• What is required: Wherever a line in the records below contains "distant", copy that line.

[Opening Data shown section]

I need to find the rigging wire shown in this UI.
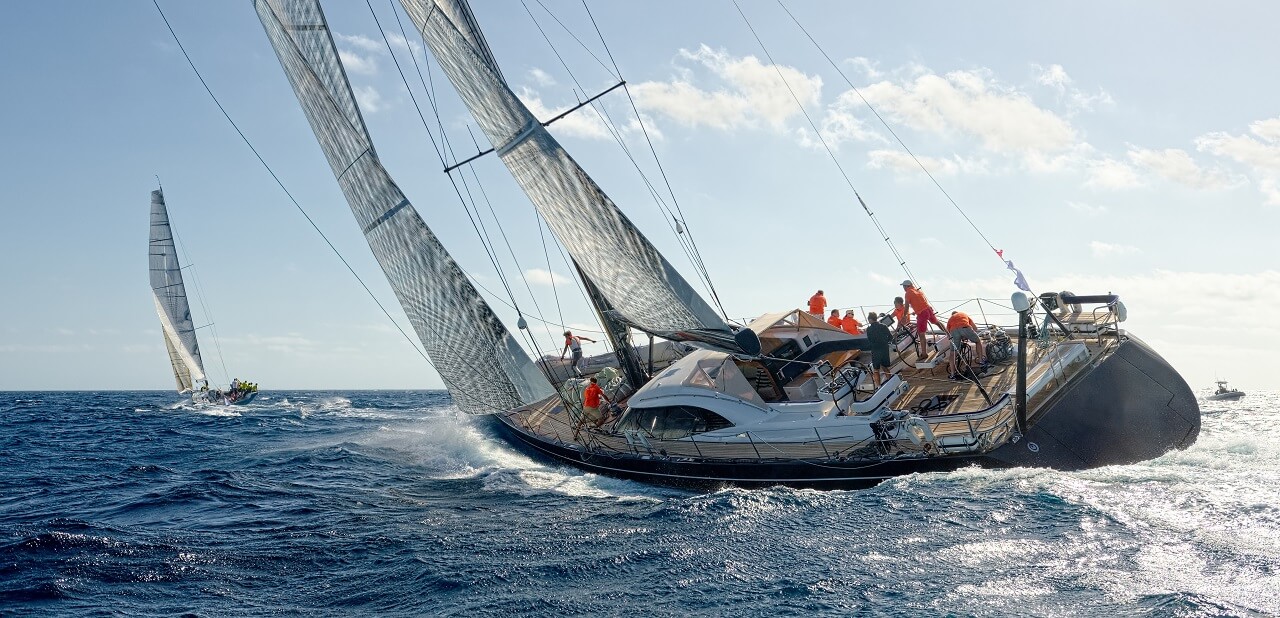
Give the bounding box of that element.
[370,0,569,360]
[520,0,728,319]
[731,0,919,287]
[387,0,618,349]
[152,0,432,360]
[461,125,558,348]
[157,1,571,414]
[774,2,1006,267]
[373,2,602,395]
[365,0,529,324]
[534,207,567,333]
[577,0,731,320]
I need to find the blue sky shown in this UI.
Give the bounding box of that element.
[2,1,1278,391]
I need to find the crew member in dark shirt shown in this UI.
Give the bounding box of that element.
[865,312,893,388]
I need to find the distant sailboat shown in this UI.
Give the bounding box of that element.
[148,188,258,405]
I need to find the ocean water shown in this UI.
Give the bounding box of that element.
[1,390,1277,617]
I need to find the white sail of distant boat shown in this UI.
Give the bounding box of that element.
[148,188,259,404]
[149,188,207,393]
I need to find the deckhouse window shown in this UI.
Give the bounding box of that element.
[618,406,733,440]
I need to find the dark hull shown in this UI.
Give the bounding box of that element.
[486,336,1200,490]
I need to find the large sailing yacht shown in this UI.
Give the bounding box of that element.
[256,0,1199,488]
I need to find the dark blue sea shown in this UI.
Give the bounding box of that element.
[1,391,1277,616]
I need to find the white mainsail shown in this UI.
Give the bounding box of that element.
[149,189,206,392]
[255,0,554,413]
[401,0,745,352]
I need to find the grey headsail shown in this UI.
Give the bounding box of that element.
[149,189,207,392]
[255,0,553,413]
[400,0,743,352]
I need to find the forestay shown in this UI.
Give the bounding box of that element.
[149,189,207,393]
[400,0,743,352]
[255,0,553,413]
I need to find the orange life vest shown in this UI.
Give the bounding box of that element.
[947,311,976,331]
[583,383,604,408]
[808,293,826,315]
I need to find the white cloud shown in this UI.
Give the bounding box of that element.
[338,50,378,76]
[333,32,422,78]
[1260,177,1280,206]
[528,68,556,87]
[631,45,822,132]
[628,51,1096,173]
[1090,240,1139,258]
[384,32,422,58]
[1035,63,1071,92]
[844,56,882,79]
[1249,118,1280,143]
[1085,157,1142,189]
[1126,146,1244,190]
[1069,88,1114,112]
[1033,63,1112,112]
[1196,120,1280,172]
[866,149,988,176]
[334,33,382,52]
[1066,201,1108,216]
[860,68,1077,157]
[353,85,384,113]
[518,88,613,140]
[524,268,570,287]
[1194,115,1280,205]
[805,89,885,149]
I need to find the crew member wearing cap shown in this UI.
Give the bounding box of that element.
[902,280,946,362]
[840,309,863,335]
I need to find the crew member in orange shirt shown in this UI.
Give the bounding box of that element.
[902,280,946,361]
[891,297,908,332]
[827,309,842,328]
[580,377,611,429]
[808,290,827,316]
[841,309,863,335]
[946,310,986,377]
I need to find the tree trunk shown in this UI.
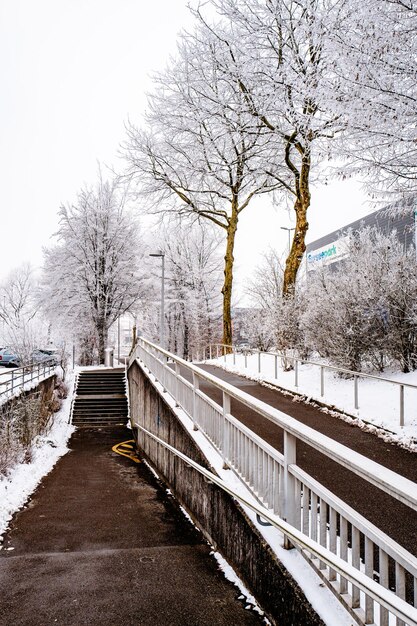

[Closing Data shown section]

• Response to this task:
I need to find the distant sailboat shown in this UI.
I need to find the white sail of distant boat shown in this UI.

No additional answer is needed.